### DESCRIPTION OF THE TASK
What is the number of lines in the entries that contain "stone"? Reply with that number only.

### Data entries
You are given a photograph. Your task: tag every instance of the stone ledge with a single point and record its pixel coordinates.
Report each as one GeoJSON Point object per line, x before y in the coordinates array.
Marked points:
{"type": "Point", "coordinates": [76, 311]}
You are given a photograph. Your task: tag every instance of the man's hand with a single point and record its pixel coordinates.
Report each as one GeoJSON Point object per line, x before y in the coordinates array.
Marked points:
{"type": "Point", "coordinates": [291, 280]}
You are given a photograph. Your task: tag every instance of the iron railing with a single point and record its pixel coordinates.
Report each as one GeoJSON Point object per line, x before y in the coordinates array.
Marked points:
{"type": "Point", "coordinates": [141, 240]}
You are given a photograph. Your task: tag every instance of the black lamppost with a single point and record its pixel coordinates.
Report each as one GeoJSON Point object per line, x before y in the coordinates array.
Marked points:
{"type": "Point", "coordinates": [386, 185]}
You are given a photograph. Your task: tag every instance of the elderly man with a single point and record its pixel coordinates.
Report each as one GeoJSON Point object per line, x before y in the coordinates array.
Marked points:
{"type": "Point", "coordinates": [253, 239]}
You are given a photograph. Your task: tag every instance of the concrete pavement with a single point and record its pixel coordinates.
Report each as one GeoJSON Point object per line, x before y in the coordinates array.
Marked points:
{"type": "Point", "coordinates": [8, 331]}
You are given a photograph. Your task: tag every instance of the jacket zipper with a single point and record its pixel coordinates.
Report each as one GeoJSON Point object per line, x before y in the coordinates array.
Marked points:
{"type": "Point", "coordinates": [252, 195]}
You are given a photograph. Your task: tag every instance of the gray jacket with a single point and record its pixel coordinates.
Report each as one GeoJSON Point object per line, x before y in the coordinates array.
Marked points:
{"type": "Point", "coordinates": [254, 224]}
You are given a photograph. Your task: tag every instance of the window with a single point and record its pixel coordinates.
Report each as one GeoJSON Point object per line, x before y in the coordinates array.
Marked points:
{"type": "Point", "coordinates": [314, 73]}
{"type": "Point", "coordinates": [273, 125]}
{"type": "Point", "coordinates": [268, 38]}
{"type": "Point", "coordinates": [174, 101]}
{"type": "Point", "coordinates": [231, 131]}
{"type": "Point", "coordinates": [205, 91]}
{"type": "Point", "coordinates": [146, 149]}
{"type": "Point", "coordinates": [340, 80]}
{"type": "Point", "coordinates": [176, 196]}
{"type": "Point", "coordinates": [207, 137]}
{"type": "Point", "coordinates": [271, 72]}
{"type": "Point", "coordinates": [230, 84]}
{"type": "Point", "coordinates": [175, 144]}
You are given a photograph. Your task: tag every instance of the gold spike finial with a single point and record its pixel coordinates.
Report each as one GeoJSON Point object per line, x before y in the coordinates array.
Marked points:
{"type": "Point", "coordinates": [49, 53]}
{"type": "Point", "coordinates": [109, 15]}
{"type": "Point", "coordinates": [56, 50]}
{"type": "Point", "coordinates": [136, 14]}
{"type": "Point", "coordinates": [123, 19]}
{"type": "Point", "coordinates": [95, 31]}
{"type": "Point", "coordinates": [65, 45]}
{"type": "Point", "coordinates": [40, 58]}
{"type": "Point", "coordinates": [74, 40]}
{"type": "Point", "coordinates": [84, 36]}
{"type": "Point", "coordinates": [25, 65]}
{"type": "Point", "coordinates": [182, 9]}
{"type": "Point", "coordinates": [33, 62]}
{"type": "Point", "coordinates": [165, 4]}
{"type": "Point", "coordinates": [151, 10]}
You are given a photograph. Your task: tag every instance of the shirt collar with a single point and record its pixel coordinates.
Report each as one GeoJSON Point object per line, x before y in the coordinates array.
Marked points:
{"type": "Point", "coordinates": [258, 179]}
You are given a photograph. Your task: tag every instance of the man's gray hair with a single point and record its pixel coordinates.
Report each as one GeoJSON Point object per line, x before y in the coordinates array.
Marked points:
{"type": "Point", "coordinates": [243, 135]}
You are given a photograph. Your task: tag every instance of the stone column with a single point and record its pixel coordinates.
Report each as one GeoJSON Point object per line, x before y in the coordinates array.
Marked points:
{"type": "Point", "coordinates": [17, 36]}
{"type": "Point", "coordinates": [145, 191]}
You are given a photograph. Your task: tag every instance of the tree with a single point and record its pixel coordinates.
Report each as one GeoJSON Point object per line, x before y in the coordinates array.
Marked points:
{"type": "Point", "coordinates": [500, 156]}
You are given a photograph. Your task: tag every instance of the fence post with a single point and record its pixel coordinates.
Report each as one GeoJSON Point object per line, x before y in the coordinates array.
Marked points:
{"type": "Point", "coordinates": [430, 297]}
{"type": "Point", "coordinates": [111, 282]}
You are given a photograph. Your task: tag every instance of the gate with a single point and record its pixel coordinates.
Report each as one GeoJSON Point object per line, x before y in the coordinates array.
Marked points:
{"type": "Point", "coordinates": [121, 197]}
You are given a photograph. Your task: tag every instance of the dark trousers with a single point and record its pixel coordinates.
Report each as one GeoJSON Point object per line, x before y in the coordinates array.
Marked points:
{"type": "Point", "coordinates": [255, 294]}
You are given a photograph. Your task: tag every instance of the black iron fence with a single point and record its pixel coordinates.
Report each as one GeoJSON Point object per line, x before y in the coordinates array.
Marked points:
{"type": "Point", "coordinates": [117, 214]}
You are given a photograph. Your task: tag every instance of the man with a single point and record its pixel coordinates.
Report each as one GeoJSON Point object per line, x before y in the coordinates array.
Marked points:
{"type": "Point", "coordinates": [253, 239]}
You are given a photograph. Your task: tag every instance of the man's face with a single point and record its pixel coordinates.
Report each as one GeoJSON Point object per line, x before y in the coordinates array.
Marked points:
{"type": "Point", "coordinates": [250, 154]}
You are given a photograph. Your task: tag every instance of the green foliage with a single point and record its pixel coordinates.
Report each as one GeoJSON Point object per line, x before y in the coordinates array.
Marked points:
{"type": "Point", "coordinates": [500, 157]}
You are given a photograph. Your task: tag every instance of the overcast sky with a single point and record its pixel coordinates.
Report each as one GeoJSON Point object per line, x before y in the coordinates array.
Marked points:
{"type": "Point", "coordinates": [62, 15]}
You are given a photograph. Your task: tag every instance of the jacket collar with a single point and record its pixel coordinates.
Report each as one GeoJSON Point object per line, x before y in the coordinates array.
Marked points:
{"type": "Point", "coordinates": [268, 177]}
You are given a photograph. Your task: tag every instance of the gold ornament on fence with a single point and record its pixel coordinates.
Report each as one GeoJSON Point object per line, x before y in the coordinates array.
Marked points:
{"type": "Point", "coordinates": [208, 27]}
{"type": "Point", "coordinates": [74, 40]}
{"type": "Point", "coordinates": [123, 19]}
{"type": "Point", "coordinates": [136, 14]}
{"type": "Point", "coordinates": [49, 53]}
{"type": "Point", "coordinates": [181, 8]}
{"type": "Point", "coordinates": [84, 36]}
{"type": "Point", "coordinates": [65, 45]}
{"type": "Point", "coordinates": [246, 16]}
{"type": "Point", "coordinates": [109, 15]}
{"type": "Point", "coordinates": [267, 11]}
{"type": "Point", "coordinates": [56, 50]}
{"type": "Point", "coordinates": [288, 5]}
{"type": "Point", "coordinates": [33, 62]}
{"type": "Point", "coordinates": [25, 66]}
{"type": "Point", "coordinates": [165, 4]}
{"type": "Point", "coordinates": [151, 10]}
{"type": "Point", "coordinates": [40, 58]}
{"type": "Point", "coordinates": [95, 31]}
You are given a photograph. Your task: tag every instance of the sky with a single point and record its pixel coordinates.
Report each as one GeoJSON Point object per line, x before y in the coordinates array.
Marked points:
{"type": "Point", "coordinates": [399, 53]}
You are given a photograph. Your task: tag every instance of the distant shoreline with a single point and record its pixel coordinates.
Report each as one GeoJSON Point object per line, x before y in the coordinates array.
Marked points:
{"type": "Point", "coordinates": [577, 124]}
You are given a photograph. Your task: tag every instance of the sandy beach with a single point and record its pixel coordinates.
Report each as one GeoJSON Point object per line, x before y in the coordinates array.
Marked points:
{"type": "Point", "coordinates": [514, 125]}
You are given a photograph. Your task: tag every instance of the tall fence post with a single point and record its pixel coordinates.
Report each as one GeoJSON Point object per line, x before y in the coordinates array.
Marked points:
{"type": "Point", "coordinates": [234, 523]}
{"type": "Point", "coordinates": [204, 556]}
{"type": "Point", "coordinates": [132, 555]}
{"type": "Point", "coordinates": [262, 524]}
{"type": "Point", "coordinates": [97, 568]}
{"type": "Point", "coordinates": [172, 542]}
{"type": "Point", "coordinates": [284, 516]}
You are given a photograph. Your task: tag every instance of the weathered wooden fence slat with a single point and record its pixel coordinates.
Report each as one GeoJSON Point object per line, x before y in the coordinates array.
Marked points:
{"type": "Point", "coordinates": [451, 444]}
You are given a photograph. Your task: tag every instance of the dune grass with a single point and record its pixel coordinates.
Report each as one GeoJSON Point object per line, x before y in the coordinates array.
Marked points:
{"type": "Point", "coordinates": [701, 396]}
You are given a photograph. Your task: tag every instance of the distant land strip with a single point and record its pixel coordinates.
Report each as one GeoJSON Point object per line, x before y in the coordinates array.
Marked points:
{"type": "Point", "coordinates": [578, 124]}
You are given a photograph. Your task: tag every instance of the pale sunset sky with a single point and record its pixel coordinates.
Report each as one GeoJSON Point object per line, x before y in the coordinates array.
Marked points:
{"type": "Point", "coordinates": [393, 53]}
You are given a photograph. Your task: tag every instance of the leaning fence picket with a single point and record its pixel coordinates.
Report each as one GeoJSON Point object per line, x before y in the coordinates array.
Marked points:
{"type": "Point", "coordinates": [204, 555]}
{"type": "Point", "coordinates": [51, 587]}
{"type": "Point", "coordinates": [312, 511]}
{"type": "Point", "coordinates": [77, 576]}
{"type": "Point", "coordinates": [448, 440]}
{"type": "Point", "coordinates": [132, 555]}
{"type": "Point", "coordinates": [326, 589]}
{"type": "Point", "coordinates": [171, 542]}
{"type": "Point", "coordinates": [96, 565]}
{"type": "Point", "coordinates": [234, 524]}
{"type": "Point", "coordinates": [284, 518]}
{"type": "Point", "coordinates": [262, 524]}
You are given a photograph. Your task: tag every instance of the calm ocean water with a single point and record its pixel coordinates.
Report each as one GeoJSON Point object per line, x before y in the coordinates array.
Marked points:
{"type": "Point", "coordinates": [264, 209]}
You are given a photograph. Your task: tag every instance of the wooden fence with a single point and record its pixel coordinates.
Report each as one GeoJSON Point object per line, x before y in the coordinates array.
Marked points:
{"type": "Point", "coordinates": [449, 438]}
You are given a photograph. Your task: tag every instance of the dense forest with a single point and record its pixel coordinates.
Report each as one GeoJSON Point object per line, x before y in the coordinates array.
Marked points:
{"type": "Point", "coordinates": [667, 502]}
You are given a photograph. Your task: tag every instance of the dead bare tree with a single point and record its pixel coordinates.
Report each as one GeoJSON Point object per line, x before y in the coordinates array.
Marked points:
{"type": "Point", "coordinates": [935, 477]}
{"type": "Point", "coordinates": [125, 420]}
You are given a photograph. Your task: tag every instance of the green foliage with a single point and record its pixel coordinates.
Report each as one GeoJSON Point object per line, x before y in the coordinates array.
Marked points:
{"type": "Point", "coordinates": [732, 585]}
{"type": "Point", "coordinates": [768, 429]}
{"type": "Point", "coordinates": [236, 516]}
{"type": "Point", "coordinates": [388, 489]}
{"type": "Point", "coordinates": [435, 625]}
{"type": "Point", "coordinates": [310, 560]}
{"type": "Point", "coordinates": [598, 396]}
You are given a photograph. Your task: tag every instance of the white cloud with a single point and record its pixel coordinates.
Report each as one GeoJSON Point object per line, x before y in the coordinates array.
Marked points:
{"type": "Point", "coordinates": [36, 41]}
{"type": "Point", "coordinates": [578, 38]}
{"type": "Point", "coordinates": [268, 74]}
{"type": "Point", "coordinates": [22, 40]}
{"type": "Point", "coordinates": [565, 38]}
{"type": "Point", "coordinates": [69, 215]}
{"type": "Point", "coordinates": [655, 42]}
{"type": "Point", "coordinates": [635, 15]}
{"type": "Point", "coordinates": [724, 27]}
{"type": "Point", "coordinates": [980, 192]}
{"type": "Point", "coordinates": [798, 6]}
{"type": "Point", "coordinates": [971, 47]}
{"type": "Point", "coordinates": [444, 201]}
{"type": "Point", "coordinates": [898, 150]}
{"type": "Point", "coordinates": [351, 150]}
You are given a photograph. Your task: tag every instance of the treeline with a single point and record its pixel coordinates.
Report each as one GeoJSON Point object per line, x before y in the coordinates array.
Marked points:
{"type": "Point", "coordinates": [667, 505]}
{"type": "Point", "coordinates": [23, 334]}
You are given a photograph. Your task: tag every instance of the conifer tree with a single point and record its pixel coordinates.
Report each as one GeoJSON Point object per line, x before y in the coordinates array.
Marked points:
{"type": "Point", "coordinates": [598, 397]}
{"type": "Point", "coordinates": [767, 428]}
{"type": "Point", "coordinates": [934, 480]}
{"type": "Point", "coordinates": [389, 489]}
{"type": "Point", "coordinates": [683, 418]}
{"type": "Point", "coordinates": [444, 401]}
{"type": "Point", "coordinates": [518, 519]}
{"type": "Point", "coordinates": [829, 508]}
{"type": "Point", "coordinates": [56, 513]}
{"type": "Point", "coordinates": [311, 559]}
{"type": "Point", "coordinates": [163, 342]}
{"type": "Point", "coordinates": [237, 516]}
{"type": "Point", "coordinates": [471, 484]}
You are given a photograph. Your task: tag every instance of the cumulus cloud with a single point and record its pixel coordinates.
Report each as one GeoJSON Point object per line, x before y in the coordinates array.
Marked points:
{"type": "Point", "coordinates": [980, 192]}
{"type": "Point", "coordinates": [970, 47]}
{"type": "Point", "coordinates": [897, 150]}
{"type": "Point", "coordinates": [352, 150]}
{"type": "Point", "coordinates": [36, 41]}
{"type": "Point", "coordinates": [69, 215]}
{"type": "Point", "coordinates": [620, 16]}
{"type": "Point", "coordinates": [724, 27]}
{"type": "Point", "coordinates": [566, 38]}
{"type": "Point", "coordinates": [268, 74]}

### OUTPUT BELOW
2